_Task_. Copy every line of the following data that includes the string "jacket".

_Task data_.
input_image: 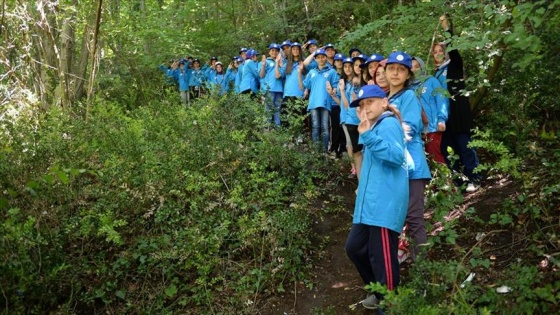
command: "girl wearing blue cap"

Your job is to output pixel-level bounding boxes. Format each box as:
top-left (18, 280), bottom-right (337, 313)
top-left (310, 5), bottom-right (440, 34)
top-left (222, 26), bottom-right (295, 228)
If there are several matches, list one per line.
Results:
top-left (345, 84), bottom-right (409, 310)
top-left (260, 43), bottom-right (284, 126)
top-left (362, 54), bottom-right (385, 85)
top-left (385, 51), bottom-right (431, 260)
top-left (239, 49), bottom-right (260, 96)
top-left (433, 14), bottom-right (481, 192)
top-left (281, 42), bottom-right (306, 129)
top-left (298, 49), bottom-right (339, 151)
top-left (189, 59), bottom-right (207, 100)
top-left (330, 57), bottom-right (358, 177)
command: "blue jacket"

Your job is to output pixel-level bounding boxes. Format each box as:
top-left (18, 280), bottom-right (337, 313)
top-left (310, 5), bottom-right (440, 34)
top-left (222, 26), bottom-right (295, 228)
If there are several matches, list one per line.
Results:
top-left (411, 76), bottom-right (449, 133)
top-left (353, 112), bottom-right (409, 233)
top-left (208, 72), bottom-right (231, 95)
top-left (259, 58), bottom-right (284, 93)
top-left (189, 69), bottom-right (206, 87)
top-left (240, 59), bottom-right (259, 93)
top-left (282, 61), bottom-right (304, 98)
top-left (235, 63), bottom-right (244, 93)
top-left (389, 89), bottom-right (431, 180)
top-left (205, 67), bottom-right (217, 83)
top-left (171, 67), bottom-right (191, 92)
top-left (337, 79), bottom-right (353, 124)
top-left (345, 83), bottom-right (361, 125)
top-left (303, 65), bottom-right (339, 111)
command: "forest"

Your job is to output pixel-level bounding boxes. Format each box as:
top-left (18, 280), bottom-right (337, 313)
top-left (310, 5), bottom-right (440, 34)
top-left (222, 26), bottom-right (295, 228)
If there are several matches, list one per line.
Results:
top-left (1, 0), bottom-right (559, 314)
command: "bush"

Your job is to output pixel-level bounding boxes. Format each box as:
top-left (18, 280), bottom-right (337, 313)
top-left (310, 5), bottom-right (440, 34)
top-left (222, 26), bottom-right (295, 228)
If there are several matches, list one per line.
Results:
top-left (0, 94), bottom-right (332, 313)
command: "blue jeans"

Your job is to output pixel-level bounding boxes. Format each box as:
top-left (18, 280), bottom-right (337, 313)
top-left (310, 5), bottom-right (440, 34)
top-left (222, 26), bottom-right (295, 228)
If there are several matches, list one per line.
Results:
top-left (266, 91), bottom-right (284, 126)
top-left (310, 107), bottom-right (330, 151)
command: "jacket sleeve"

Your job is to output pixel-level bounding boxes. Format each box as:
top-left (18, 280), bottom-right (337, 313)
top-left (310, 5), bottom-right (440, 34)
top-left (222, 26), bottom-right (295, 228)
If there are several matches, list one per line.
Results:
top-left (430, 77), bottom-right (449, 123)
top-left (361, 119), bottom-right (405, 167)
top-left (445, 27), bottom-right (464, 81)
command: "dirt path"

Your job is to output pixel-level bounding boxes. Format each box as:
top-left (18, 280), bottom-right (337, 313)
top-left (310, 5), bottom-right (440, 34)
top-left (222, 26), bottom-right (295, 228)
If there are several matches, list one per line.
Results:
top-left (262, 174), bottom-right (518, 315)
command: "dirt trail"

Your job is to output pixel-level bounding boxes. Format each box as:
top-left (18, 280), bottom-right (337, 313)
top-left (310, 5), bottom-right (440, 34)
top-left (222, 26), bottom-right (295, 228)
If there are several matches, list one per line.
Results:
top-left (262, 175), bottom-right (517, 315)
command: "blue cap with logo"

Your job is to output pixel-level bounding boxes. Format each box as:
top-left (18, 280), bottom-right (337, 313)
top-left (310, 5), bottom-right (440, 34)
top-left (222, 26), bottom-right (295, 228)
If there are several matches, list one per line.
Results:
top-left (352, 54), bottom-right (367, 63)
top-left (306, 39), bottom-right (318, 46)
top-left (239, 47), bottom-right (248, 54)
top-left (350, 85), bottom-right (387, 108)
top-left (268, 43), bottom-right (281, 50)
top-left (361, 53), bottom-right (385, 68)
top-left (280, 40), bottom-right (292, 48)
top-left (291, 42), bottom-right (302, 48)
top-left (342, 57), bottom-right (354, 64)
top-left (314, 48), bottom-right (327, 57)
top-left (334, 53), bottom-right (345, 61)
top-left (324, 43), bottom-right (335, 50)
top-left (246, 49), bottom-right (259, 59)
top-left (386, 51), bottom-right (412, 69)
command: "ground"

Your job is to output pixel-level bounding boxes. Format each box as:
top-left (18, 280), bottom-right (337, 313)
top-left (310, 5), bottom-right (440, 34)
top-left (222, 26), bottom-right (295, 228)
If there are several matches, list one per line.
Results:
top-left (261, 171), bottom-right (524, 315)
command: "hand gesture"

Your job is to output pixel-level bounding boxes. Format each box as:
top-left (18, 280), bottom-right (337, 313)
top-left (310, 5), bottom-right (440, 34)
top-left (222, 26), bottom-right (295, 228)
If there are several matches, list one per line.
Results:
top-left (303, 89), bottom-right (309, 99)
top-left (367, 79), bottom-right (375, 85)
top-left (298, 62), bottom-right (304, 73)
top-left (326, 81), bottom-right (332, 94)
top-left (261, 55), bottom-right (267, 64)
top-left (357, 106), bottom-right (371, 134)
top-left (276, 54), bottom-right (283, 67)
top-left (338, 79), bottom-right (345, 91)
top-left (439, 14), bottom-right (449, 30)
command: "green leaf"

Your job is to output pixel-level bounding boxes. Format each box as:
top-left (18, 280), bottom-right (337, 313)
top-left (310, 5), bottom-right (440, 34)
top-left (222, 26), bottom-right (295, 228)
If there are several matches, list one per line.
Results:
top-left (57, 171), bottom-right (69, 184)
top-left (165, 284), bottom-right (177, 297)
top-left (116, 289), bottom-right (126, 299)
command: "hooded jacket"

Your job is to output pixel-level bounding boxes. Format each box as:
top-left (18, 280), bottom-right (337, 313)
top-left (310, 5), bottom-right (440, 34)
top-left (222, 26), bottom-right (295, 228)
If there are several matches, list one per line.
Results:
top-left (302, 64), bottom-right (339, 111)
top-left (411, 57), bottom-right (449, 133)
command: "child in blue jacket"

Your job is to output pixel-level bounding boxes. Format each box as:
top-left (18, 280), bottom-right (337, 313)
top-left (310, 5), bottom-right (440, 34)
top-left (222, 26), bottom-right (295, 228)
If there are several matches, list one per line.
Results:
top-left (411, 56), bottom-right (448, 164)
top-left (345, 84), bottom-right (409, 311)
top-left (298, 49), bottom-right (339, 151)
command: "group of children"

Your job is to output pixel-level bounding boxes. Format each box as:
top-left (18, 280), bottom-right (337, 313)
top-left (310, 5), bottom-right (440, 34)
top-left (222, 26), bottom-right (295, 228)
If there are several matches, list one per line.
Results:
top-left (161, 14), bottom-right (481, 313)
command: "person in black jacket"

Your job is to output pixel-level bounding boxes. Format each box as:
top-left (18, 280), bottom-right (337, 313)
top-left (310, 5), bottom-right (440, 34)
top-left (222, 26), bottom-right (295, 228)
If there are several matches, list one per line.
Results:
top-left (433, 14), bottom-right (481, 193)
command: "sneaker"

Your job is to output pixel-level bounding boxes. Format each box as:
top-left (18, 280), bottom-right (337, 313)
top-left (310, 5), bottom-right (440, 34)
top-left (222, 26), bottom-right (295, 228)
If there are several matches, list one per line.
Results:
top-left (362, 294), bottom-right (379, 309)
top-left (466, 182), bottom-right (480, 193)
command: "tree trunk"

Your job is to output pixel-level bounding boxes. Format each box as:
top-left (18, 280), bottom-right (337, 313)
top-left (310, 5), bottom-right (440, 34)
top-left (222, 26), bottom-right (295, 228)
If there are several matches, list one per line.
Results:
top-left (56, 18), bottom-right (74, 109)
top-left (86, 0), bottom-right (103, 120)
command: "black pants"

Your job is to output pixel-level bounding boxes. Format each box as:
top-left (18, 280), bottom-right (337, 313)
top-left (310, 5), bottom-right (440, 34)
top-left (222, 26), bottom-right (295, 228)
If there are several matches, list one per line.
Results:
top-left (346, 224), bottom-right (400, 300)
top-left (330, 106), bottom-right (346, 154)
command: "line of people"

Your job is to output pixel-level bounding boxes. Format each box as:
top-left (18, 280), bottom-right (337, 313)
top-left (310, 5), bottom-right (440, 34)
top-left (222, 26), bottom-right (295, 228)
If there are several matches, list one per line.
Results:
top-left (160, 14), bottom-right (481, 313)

_Answer to this problem_.
command: "blue jacket"
command: "jacket sleeve"
command: "hooded jacket"
command: "child in blue jacket"
command: "person in black jacket"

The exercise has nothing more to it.